- Page text -
-- -- --

Materials and methods

Protocol registration

The search strategy and reporting of this systematic review followed the COnsensus-based Standards for the selection of health Measurement INstruments (COSMIN) methodology for systematic reviews of PROMs [48], the Cochrane group’s recommendations [20], and adhered to the Preferred Reporting Items for Systematic Reviews and Meta-Analyses (PRISMA) guidelines [42]. The protocol was prospectively registered in PROSPERO (CRD42019126595).

Information sources and search methods

PubMed, Cochrane, CINAHL, EMBASE, Web of Science, and SportsDiscus databases were independently searched by two reviewers (AK and MS) from database inception to 19 May 2020 without language restriction.

Grey literature was searched via OpenGrey.eu, and the following registries: Clinical Trials.gov and EU clinical trials register. Reference lists, citation tracking results, and systematic reviews were also manually searched.

The search strategy included a comprehensive PROM filter developed by the COSMIN group [9, 56] and two basic strings of key terms (names of instruments and population of interest) (Online Resource 1).

Study selection

The title and abstract of search results were independently screened by two authors (AK and MS) and full text of the remaining studies was checked against the criteria for eligibility. The reference lists of the included articles were also searched for additional potentially relevant studies [48]. A third author (VK) resolved disputes between the reviewers [31].

Eligibility criteria

Studies were eligible if they were full-text articles in peer-reviewed journals, including patients with Achilles tendinopathy, greater trochanteric pain syndrome, proximal hamstring tendinopathy, or patellar tendinopathy and evaluating at least one of the measurement properties as defined by COSMIN taxonomy [44]: reliability, measurement error, construct validity (convergent and/or known groups), responsiveness, as well as interpretability and feasibility.

-- -- --

- What is required -
Reproduce the methods section above in full, word for word.

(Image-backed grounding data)
-- -- --

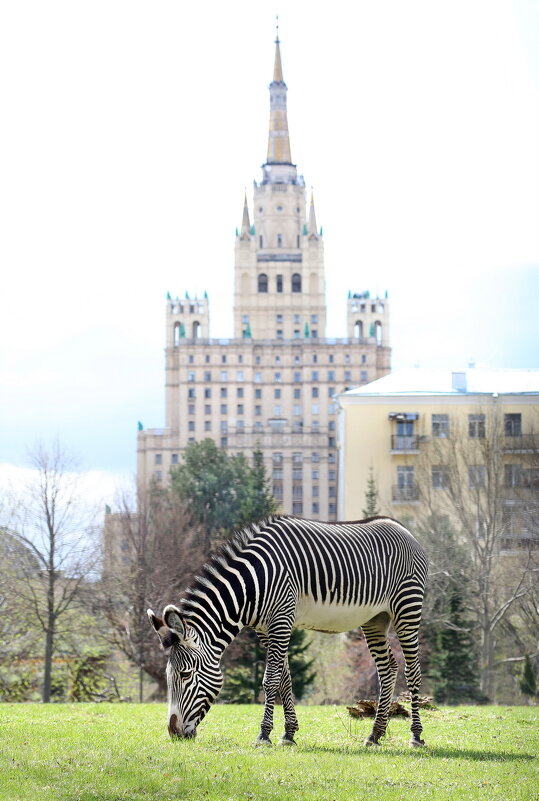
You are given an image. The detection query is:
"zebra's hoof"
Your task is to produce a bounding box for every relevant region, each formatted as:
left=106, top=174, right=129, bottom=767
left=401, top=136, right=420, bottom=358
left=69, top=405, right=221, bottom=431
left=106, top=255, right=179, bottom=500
left=255, top=734, right=272, bottom=748
left=279, top=734, right=297, bottom=745
left=365, top=737, right=380, bottom=746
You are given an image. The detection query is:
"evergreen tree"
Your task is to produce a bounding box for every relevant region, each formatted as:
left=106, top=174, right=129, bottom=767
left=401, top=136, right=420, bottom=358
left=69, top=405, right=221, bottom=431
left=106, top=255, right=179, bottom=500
left=430, top=583, right=486, bottom=704
left=363, top=465, right=380, bottom=517
left=518, top=654, right=537, bottom=698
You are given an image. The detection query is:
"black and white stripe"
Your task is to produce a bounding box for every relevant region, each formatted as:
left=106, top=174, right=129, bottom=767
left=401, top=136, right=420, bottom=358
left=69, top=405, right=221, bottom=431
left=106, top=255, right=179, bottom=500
left=149, top=516, right=427, bottom=745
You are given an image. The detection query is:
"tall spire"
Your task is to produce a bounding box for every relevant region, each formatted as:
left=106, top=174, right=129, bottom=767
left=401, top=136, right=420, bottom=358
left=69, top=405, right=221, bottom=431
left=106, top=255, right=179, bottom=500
left=308, top=187, right=318, bottom=238
left=241, top=192, right=251, bottom=239
left=266, top=25, right=292, bottom=164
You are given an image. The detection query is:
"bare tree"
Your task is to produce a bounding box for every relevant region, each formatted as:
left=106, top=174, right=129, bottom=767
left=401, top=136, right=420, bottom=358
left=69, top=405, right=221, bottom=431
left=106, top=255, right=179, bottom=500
left=4, top=441, right=96, bottom=703
left=95, top=487, right=205, bottom=700
left=417, top=403, right=539, bottom=698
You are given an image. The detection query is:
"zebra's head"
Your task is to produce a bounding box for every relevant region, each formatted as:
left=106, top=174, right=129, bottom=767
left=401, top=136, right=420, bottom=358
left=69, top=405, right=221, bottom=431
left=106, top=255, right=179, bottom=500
left=148, top=604, right=223, bottom=738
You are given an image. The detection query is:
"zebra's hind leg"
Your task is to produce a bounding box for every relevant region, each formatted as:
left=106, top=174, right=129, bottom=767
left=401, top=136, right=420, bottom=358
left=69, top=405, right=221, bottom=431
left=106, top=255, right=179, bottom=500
left=279, top=656, right=299, bottom=745
left=361, top=612, right=397, bottom=745
left=395, top=624, right=425, bottom=747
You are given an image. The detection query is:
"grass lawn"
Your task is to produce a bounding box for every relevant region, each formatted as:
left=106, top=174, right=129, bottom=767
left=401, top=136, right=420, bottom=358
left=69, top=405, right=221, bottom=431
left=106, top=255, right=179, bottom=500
left=0, top=704, right=539, bottom=801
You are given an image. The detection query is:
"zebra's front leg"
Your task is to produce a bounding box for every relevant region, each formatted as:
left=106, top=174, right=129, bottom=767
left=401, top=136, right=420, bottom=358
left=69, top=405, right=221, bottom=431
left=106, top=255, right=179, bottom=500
left=362, top=612, right=397, bottom=745
left=279, top=656, right=299, bottom=745
left=255, top=618, right=292, bottom=745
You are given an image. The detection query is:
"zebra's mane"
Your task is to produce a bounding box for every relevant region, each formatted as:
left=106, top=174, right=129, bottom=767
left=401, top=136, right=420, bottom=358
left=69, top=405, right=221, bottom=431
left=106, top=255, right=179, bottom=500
left=180, top=515, right=276, bottom=607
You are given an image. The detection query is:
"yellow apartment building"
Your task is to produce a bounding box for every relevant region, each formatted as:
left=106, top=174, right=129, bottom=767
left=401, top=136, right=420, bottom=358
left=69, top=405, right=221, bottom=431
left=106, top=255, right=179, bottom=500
left=337, top=367, right=539, bottom=551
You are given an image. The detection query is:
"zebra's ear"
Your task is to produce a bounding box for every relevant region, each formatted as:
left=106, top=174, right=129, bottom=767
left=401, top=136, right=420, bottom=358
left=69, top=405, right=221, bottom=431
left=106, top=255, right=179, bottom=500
left=146, top=609, right=165, bottom=633
left=163, top=604, right=187, bottom=640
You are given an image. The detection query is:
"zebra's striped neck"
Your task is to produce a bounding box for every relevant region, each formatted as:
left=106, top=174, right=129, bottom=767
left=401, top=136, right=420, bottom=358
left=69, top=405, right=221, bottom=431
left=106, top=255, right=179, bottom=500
left=180, top=528, right=262, bottom=652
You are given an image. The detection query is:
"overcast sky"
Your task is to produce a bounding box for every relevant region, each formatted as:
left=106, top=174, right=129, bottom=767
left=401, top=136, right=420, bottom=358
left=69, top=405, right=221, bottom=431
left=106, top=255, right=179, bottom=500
left=0, top=0, right=539, bottom=490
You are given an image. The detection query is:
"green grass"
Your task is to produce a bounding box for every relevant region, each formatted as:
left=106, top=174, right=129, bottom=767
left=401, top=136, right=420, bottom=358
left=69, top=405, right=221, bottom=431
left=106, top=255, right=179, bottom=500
left=0, top=704, right=539, bottom=801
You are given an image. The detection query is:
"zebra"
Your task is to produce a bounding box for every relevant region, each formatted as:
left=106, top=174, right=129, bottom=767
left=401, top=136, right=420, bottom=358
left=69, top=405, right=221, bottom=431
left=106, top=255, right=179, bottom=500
left=148, top=515, right=428, bottom=746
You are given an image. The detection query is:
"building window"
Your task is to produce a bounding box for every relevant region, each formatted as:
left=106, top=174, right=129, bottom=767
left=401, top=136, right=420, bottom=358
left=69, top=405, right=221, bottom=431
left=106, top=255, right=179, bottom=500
left=432, top=464, right=449, bottom=489
left=432, top=414, right=449, bottom=439
left=468, top=464, right=487, bottom=489
left=273, top=484, right=283, bottom=501
left=503, top=414, right=522, bottom=437
left=468, top=414, right=485, bottom=439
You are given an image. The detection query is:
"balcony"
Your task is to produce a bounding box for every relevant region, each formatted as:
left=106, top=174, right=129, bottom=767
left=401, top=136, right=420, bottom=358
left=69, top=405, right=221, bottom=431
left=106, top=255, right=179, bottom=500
left=391, top=434, right=419, bottom=453
left=391, top=484, right=419, bottom=503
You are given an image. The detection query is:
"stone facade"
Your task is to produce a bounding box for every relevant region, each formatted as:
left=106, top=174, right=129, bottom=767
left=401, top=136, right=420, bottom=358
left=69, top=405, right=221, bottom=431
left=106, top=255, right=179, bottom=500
left=138, top=40, right=390, bottom=520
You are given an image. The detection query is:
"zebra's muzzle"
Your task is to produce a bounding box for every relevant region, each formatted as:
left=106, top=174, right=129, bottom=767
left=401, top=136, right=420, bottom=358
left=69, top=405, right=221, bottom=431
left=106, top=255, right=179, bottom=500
left=168, top=715, right=197, bottom=740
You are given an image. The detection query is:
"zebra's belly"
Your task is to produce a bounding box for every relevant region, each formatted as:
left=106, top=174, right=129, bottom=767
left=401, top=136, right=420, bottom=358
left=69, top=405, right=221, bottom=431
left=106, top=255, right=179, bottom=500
left=294, top=596, right=387, bottom=633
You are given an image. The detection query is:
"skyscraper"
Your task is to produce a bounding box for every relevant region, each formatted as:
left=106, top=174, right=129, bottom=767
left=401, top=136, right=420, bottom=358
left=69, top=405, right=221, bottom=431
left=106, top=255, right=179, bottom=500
left=138, top=37, right=390, bottom=520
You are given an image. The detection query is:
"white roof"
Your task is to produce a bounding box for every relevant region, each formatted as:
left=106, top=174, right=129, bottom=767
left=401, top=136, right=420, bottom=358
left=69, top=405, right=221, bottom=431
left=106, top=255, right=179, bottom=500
left=341, top=367, right=539, bottom=398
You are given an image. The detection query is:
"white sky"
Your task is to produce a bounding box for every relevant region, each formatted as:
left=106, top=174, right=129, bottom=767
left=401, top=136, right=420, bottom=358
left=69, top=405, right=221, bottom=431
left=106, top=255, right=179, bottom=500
left=0, top=0, right=539, bottom=488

-- -- --

- Response box -
Materials and methods

Protocol registration

The search strategy and reporting of this systematic review followed the COnsensus-based Standards for the selection of health Measurement INstruments (COSMIN) methodology for systematic reviews of PROMs [48], the Cochrane group’s recommendations [20], and adhered to the Preferred Reporting Items for Systematic Reviews and Meta-Analyses (PRISMA) guidelines [42]. The protocol was prospectively registered in PROSPERO (CRD42019126595).

Information sources and search methods

PubMed, Cochrane, CINAHL, EMBASE, Web of Science, and SportsDiscus databases were independently searched by two reviewers (AK and MS) from database inception to 19 May 2020 without language restriction.

Grey literature was searched via OpenGrey.eu, and the following registries: Clinical Trials.gov and EU clinical trials register. Reference lists, citation tracking results, and systematic reviews were also manually searched.

The search strategy included a comprehensive PROM filter developed by the COSMIN group [9, 56] and two basic strings of key terms (names of instruments and population of interest) (Online Resource 1).

Study selection

The title and abstract of search results were independently screened by two authors (AK and MS) and full text of the remaining studies was checked against the criteria for eligibility. The reference lists of the included articles were also searched for additional potentially relevant studies [48]. A third author (VK) resolved disputes between the reviewers [31].

Eligibility criteria

Studies were eligible if they were full-text articles in peer-reviewed journals, including patients with Achilles tendinopathy, greater trochanteric pain syndrome, proximal hamstring tendinopathy, or patellar tendinopathy and evaluating at least one of the measurement properties as defined by COSMIN taxonomy [44]: reliability, measurement error, construct validity (convergent and/or known groups), responsiveness, as well as interpretability and feasibility.